SUPPLIED MATERIAL -
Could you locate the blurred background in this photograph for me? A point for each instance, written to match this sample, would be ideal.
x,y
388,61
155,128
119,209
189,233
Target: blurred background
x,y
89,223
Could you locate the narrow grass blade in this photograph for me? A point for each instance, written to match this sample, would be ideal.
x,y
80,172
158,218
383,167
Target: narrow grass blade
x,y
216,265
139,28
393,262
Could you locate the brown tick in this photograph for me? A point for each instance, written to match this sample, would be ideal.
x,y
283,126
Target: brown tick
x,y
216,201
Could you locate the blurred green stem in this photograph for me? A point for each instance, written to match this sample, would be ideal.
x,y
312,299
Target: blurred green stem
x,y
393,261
==
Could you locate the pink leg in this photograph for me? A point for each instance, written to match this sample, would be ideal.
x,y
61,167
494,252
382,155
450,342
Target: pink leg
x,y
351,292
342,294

TASK DIRECTIONS - Identify each line in the data above that contains the word "grass" and copy those lines out. Case counts.

SOLUTION TO THIS PROBLEM -
Could you locate the narrow grass blade in this photograph for me? A point for each instance, written to match this sample, would be ideal.
Target: narrow grass blade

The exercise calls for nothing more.